------ SUPPLIED PASSAGE ------
Complex Network Analysis: Wikipedia Map of Science

Lucas Martiniano
The Startup
Published in
4 min readDec 18, 2020

Data Science project about complex network analysis using Python and Gephi, made as an assignment at my college course at Universidade Federal do Rio Grande do Norte.

Complex Networks are Graphs with no regular topology.

Wikipedia Science Articles Main Clusters

Data Source and the Network

This study case approaches the connection of Wikipedia Science pages. The network data of this relation was extracted from the English Wikipedia in early 2020 and it’s publicly available at Netzschleuder. The articles are linked if the cosine similarity of the page content is above a preset threshold. So, the network nodes are the Science Wikipedia pages and the edges are formed based in the content page similarity. This relation generates a unidirectional network wich means that the connection between nodes have no direction at all.
------ RECORDS SHOWN ------
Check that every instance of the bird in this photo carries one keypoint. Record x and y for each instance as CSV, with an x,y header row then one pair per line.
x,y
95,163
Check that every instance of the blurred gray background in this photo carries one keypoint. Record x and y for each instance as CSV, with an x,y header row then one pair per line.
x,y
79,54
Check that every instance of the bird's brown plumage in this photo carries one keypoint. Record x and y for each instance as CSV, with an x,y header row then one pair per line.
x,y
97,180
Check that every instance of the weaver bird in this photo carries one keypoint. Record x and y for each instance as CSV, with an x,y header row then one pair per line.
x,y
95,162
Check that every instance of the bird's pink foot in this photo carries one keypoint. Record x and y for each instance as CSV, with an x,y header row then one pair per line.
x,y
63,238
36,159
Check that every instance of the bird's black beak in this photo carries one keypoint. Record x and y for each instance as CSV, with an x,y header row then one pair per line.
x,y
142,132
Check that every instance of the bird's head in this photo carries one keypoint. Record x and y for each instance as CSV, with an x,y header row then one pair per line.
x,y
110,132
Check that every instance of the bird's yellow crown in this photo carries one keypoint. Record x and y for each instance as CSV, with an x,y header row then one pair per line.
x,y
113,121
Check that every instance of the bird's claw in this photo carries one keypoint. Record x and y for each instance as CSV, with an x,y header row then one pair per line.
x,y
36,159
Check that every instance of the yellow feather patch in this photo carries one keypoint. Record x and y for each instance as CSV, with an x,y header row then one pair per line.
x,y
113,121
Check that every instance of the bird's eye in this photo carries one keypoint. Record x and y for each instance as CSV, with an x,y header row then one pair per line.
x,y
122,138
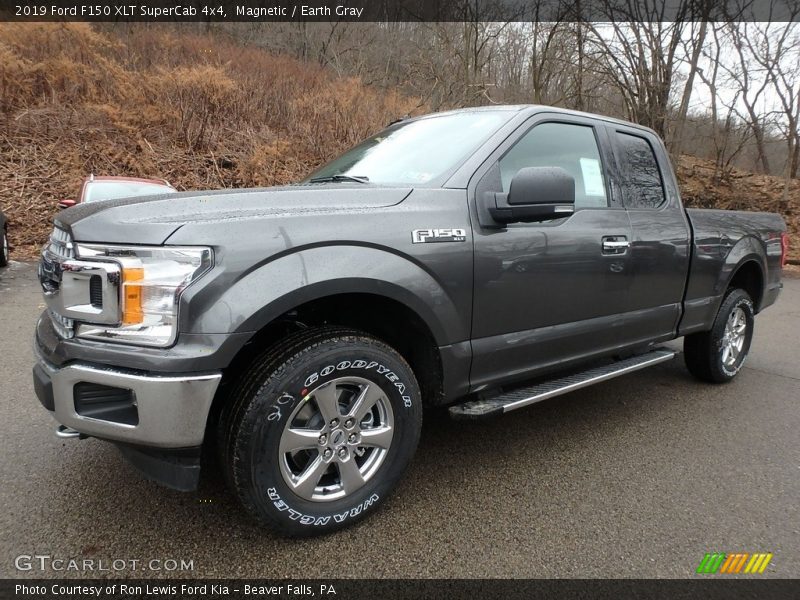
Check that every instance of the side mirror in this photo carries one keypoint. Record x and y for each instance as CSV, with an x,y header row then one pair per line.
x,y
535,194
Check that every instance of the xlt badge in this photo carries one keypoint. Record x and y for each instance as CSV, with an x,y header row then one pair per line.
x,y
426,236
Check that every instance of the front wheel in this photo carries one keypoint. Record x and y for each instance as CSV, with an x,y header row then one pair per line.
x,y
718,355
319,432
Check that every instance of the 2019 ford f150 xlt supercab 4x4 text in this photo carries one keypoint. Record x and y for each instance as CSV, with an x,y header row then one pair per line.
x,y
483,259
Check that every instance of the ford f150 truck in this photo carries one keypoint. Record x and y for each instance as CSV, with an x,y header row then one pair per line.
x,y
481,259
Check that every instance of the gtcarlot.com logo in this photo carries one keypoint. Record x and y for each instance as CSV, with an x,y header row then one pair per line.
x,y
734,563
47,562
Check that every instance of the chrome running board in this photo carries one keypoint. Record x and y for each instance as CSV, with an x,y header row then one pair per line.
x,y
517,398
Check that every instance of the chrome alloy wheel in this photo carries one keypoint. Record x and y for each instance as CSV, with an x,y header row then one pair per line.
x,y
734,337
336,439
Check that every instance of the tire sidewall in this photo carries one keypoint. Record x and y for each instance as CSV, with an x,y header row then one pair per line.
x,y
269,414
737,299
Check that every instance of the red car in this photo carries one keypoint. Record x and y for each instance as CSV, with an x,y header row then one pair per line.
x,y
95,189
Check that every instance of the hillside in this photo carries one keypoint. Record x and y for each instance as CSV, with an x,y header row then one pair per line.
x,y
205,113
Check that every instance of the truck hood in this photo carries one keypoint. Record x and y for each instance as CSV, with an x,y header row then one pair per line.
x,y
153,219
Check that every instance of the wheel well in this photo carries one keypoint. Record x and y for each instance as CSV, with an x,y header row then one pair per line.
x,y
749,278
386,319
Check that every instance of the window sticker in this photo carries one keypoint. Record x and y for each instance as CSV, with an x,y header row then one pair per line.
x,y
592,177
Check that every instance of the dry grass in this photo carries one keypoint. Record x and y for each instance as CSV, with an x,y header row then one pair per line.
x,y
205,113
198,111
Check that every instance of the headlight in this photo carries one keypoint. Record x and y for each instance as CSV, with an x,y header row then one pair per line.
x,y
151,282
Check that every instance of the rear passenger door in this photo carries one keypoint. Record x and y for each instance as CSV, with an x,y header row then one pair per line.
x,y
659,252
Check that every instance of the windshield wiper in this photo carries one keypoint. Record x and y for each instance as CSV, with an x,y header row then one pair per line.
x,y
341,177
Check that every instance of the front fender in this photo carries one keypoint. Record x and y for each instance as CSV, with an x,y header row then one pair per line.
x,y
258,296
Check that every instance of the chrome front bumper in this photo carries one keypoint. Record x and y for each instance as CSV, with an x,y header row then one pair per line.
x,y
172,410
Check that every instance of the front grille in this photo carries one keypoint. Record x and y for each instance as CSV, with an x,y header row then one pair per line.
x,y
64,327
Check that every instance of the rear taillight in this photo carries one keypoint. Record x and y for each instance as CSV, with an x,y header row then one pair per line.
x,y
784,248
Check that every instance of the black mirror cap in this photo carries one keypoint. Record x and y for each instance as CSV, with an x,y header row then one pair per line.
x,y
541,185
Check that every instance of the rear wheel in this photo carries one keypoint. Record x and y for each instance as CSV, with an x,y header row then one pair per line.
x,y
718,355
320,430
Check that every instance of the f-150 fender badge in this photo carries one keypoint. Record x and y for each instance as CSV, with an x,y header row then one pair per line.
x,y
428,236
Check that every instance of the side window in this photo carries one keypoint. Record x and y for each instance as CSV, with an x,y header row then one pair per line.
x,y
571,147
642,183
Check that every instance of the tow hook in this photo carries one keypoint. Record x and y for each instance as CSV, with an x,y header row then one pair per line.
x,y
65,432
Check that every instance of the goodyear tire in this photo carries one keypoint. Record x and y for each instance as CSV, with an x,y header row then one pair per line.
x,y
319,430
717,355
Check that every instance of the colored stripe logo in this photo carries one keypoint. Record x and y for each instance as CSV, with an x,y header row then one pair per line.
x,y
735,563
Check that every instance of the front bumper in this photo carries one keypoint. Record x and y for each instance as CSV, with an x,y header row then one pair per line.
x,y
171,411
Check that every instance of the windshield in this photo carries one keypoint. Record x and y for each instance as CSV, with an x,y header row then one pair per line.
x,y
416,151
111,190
------
* _THE TASKS_
- a) Name every tool, platform, publication, and institution mentioned in the network-analysis article, excluding its author.
- b) Locate each line of the rows that includes the word "background", and copy those lines.
The article and the rows bear no relation to one another.

* _EXPECTED OUTPUTS_
- a) The Startup; Universidade Federal do Rio Grande do Norte; Wikipedia; Netzschleuder; Python; Gephi

- b)
Check that every instance of the blurred gray background in this photo carries one keypoint. Record x and y for each instance as CSV, with an x,y header row then one pair per line.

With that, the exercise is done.